→ Prompt:
Scan the entries for the word "below" and return every line that has it.

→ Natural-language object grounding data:
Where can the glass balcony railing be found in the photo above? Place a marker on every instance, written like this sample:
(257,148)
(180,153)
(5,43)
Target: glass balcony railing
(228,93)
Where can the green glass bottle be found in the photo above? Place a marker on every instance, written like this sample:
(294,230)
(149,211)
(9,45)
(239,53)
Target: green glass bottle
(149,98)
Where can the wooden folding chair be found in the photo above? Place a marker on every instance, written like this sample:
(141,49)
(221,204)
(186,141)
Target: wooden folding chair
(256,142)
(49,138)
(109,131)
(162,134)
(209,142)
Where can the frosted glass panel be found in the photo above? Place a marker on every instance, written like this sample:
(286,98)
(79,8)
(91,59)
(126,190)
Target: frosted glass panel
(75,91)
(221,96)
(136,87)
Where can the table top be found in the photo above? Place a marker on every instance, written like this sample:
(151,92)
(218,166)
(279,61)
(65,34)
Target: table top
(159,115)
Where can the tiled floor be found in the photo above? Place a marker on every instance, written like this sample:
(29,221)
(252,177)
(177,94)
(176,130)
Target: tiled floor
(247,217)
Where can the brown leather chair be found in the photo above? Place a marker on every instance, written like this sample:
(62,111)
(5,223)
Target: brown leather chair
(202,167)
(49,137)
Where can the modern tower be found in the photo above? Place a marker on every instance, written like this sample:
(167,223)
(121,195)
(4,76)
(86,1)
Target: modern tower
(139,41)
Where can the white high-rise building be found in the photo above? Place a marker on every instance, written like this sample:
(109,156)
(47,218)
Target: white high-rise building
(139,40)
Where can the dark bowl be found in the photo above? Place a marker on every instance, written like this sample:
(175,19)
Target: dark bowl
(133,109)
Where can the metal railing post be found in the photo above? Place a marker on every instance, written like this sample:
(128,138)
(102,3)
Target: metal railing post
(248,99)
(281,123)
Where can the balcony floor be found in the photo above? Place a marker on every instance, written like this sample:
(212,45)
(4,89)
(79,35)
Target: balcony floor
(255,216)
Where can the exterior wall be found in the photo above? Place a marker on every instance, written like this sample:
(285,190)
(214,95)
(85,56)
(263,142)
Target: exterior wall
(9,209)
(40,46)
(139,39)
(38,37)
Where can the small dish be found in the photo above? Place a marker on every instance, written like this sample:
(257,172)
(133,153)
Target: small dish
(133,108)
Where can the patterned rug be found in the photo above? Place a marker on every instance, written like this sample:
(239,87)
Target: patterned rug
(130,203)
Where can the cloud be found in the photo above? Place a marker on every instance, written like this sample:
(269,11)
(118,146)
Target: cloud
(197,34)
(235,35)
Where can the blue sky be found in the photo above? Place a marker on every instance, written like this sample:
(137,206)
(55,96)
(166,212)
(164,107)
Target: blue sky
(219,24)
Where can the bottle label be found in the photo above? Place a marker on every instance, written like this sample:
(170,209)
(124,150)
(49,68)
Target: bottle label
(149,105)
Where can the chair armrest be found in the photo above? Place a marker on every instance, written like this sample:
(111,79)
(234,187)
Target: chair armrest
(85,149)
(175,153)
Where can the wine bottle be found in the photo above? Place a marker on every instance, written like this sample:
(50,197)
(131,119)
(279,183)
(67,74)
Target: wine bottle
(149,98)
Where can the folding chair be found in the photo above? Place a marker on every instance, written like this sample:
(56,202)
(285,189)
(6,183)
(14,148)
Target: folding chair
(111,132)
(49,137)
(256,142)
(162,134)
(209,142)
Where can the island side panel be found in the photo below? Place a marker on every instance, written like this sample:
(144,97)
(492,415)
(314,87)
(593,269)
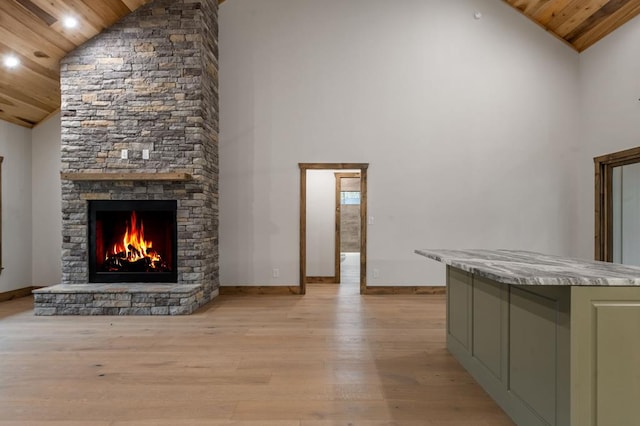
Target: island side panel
(459,308)
(497,351)
(605,363)
(539,353)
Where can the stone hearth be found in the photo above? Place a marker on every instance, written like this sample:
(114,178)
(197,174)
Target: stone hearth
(147,85)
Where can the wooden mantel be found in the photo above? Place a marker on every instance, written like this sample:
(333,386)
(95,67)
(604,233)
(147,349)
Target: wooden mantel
(172,176)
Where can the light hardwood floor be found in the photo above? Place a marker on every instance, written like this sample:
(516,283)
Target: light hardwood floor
(331,357)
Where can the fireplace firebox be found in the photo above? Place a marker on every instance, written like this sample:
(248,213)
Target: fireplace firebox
(132,241)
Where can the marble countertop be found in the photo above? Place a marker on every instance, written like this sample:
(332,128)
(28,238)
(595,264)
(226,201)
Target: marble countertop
(530,268)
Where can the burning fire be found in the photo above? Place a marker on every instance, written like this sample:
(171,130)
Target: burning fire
(134,252)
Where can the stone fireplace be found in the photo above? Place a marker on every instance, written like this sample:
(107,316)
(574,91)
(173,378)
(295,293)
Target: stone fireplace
(140,125)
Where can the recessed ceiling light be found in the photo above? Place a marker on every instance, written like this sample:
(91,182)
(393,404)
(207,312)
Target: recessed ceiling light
(70,22)
(11,61)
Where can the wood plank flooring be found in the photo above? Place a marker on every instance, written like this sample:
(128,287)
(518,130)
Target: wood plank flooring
(331,357)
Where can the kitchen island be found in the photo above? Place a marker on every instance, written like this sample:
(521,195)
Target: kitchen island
(554,341)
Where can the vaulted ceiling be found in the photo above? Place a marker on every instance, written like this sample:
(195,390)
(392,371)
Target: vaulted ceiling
(580,23)
(34,32)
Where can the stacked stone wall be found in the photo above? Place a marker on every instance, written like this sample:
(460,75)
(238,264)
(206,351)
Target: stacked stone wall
(147,83)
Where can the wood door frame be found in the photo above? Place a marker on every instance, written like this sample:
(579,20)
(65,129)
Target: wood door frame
(363,217)
(337,250)
(1,160)
(604,164)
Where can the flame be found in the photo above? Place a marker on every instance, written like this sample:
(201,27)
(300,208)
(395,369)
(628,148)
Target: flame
(134,247)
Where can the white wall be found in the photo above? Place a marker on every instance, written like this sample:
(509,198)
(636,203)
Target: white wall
(610,116)
(321,223)
(15,147)
(47,203)
(482,113)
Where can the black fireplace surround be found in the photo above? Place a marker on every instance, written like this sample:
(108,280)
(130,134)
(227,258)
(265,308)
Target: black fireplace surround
(132,241)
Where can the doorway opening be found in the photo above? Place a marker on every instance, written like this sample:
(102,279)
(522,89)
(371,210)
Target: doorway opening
(617,207)
(321,223)
(347,236)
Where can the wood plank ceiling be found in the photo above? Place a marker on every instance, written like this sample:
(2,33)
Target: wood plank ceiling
(33,31)
(580,23)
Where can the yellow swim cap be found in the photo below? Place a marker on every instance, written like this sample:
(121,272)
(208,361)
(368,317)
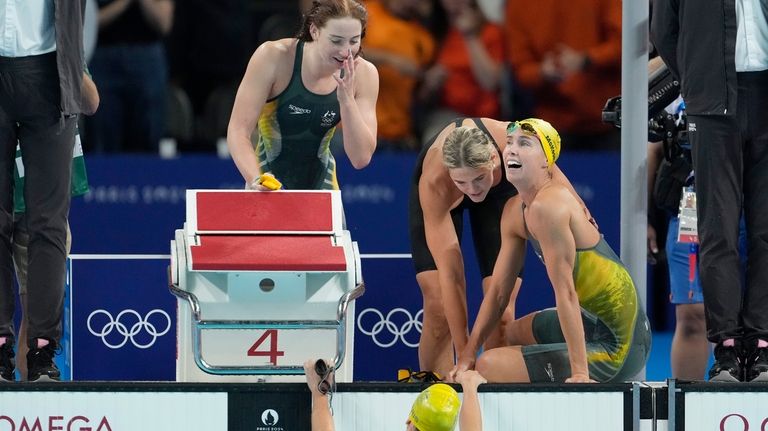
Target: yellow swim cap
(548,136)
(436,408)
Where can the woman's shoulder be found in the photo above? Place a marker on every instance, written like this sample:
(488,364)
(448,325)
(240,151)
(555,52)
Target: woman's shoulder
(278,49)
(366,67)
(554,198)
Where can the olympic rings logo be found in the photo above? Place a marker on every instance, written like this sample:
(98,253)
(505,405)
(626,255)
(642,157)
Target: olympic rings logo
(129,325)
(394,328)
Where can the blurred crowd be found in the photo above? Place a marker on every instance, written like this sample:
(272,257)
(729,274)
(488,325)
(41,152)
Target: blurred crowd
(169,74)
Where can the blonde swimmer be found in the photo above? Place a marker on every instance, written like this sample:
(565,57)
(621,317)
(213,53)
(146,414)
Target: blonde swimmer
(597,330)
(436,408)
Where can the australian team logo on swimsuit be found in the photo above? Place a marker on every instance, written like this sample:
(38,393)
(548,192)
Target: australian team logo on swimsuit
(295,110)
(328,118)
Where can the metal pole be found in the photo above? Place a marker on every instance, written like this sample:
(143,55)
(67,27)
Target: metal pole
(634,135)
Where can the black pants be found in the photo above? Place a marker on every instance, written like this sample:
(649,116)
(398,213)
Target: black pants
(30,113)
(730,157)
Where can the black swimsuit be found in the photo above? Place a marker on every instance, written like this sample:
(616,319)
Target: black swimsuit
(484,217)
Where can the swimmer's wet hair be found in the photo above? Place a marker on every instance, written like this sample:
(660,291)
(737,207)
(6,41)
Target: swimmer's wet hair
(467,147)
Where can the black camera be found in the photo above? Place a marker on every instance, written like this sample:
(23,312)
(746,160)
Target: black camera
(663,89)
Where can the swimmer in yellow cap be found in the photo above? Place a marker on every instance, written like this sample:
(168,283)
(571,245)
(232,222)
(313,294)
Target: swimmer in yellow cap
(458,172)
(597,330)
(436,408)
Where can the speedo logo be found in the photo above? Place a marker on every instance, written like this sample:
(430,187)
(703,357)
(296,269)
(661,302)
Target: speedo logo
(295,110)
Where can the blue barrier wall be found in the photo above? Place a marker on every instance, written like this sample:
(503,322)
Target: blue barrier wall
(136,203)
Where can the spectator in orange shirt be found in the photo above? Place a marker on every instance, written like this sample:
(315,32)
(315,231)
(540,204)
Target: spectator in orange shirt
(464,82)
(401,49)
(568,55)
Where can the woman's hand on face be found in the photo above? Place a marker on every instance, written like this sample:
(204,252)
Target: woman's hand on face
(579,378)
(345,79)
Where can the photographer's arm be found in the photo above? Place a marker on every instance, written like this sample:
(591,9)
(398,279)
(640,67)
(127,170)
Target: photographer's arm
(322,420)
(665,31)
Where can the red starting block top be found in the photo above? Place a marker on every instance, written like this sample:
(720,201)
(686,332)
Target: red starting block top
(247,211)
(267,253)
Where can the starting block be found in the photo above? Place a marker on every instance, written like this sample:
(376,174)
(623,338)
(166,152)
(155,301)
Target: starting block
(264,281)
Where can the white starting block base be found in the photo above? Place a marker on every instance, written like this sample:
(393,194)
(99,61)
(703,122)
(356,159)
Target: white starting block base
(258,297)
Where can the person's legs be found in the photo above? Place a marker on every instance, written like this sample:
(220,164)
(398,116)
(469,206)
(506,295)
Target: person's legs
(47,141)
(503,364)
(718,160)
(498,338)
(435,346)
(690,348)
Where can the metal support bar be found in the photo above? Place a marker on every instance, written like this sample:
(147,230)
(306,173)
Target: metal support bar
(198,325)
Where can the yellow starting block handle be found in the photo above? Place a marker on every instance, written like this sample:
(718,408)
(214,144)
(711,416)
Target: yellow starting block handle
(269,181)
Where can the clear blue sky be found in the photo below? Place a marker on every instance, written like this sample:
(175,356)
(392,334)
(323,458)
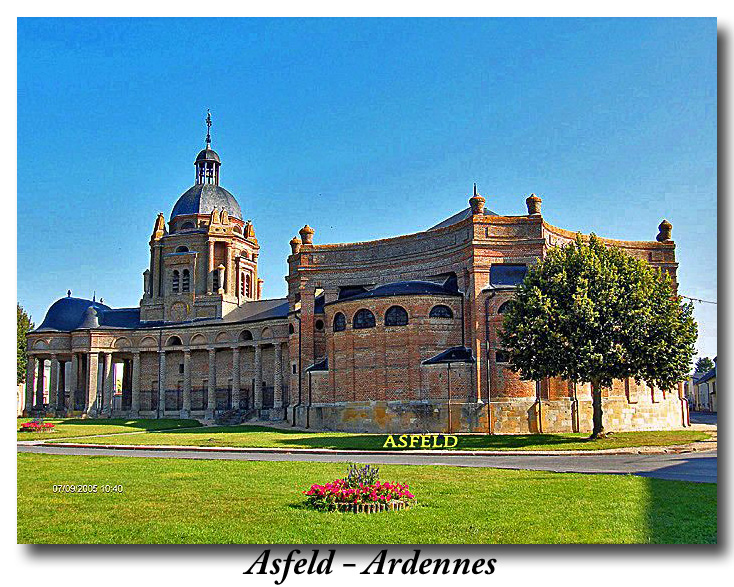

→ Result of the exercise:
Where can the island side panel be found in the photo below? Place a marker on every instance, written like this sample:
Where can the yellow swim cap be found in the photo below? Place a marker on every instance, written like this sample:
Where can the clear blue sky be found in the photo below? Place a marker on every instance, written like this sample:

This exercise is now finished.